++++ Documentfragment

Afbeelding 1 toont de situering van het bestemmingsplan "Partiële herziening Veenderij, De Eilanden - Eiland J" in relatie tot Veenendaal-oost en het Gelders Benedeneind.

Afbeelding 1: Situering plangebied.
afbeelding "i_NL.IMRO.0345.PHEilandJ-vg01_0001.jpg"

Hoofdstuk 2 Huidige situatie

2.1 Landschappelijke kenmerken

Het grootste deel van Veenendaal-oost bestaat uit een open gebied met een strokenverkaveling. Het gebied heeft een weids karakter en werd tot voor kort intensief agrarisch gebruikt (grasland). Het verkavelingspatroon is ontstaan door de eigendomsverhoudingen van vóór de vervening. Het plangebied behoorde tot Gelders Veenendaal, waar de kavels op de Ede-Wageningen stuwwal waren gericht. Tijdens de vervening ontstond door de aanleg van de wijken een fijnmazige strokenverkaveling die ook na afloop van de turfwinning, toen de grond een agrarische bestemming kreeg, in hoofdlijnen is gehandhaafd. In het gebied is zowel een toplaag van zand als venig materiaal aanwezig.

2.2 Huidig gebruik

Momenteel is het gebied Veenderij niet meer in gebruik als agrarisch gebied. Het grootste deel van het woongebied Veenendaal-Oost is/wordt inmiddels gerealiseerd. Een klein deel van het plangebied, aansluitend aan het Gelders Benedeneind, is in gebruik als volkstuin

2.3 Eigendom plangebied

Het gehele plangebied is in eigendom van de gemeente Veenendaal. Het Ontwikkelingsbedrijf Veenendaal-oost (OVO) heeft de opdracht het gebied Veenendaal-oost tot ontwikkeling te brengen.

2.4 Bestemmingsplan Gelders Benedeneind - Veenderij-zuid

Op 14 december 2006 heeft de gemeenteraad van Veenendaal het bestemmingsplan Veenendaal-oost vastgesteld, waarin de juridisch-planologische randvoorwaarden voor de ontwikkeling van het plangebied Veenendaal-Oost zijn vastgelegd. Het bestemmingsplan Veenendaal-oost is inmiddels grotendeels geactualiseerd. Voor de deelgebieden Buurtstede en Veenderij zijn nieuwe bestemmingsplannen vervaardigd. Het bestemmingsplan Veenendaal-Oost, Veenderij is vervolgens op 30 maart 2017 vastgesteld. Voor de aanhechting van het (Gelders) Benedeneind en het zuidelijke deel van Veenderij is in 2014 een apart bestemmingsplan gemaakt. Dit bestemmingsplan Gelders Benedeneind – Veenderij-zuid is vastgesteld op 27 februari 2014.

++++++++
++++ Getoonde gegevens

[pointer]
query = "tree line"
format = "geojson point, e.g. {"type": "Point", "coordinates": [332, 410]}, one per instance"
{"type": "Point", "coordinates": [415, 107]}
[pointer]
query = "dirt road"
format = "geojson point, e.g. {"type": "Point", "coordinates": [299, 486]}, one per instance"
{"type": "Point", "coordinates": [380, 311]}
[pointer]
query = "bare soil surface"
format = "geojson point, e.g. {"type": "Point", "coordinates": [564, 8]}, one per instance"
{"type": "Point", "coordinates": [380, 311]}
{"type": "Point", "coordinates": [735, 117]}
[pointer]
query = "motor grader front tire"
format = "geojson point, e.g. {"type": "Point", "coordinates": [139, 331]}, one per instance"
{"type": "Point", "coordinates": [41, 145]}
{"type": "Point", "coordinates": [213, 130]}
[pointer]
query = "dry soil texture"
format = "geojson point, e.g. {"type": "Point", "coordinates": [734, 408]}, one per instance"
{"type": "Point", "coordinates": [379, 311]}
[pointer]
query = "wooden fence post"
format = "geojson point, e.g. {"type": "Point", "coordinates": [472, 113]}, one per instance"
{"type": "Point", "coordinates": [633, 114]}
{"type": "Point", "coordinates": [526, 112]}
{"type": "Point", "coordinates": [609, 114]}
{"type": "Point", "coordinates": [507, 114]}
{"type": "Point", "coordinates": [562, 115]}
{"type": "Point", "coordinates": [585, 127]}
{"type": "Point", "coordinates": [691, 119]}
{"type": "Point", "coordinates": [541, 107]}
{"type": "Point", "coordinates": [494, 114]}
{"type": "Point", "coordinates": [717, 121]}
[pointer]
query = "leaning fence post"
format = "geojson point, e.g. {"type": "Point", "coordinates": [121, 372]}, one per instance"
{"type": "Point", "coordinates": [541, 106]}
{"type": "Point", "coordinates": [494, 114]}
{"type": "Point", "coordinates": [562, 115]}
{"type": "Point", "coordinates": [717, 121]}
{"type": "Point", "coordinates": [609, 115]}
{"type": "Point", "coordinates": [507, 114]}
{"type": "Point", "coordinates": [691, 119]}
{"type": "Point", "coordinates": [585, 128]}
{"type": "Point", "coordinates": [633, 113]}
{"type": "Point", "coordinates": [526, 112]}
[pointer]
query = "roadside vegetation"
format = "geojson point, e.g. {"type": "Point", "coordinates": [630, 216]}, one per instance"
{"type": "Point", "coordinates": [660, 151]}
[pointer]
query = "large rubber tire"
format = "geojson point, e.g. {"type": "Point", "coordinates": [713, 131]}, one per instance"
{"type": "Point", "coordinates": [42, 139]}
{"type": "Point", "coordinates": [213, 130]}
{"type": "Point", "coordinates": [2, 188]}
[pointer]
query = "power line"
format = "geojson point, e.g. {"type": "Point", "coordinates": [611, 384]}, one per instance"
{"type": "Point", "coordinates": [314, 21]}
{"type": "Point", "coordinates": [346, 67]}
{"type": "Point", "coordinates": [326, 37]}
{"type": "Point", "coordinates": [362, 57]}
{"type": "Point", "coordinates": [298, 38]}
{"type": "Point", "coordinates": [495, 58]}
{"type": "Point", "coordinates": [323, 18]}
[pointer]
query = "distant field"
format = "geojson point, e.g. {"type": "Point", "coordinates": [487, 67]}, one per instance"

++++++++

De opgave: Vat het documentfragment alsjeblieft samen in precies twee zinnen. Laat elke bewering steunen op een zin uit het documentfragment.

Definitief antwoord: Het grootste deel van Veenendaal-oost is een weids, open gebied met een strokenverkaveling die tijdens de vervening ontstond en na de turfwinning in hoofdlijnen is gehandhaafd. Het gebied Veenderij wordt niet meer agrarisch gebruikt, het plangebied is geheel eigendom van de gemeente Veenendaal, en na het bestemmingsplan Veenendaal-oost van 14 december 2006 zijn nieuwe plannen vastgesteld, waaronder het bestemmingsplan Gelders Benedeneind – Veenderij-zuid op 27 februari 2014.